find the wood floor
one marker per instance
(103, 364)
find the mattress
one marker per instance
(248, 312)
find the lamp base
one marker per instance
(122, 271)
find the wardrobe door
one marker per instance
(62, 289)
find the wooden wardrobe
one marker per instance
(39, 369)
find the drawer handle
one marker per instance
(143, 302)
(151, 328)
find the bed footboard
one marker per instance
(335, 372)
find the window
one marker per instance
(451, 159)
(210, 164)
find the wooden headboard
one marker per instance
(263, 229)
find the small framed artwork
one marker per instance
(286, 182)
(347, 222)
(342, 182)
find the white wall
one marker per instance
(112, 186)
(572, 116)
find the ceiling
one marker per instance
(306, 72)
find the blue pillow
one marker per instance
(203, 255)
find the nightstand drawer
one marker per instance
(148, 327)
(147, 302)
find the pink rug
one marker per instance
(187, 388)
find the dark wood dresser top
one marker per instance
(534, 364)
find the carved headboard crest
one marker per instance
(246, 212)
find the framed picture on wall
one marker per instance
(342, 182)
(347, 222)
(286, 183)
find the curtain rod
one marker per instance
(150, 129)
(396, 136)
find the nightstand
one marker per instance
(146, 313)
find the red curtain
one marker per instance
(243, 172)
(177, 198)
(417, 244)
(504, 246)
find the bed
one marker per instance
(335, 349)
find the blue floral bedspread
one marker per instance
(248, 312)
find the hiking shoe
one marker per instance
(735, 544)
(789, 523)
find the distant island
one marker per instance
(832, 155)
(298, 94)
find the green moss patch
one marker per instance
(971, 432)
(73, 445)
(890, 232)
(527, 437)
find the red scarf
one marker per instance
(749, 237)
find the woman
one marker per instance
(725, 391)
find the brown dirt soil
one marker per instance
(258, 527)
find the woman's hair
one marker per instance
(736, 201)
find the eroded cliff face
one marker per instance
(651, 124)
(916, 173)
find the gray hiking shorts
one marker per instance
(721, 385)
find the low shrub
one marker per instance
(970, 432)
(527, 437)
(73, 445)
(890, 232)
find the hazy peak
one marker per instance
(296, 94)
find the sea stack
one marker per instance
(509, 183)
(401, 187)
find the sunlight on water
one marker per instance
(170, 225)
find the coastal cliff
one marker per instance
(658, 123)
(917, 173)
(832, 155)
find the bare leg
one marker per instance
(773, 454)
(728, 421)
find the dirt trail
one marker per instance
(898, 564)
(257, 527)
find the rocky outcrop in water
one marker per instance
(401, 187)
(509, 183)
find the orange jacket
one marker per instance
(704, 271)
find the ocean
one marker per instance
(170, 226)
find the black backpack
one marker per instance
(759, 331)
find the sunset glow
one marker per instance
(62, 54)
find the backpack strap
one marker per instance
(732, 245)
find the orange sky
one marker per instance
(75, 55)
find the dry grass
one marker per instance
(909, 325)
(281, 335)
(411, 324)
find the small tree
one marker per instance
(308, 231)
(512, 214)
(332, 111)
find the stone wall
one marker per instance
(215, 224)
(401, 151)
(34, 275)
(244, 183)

__WHAT YOU WILL DO__. Turn the entries above into a numbered list, beginning at the line that contains "find the small tree" and continuing through the last line of the entries. Include both ends and leave out any blank lines.

__FULL SOLUTION__.
1. find the small tree
2. one marker per instance
3. (308, 231)
4. (512, 214)
5. (332, 111)
6. find the stone wall
7. one marker per instance
8. (215, 224)
9. (401, 151)
10. (34, 275)
11. (244, 183)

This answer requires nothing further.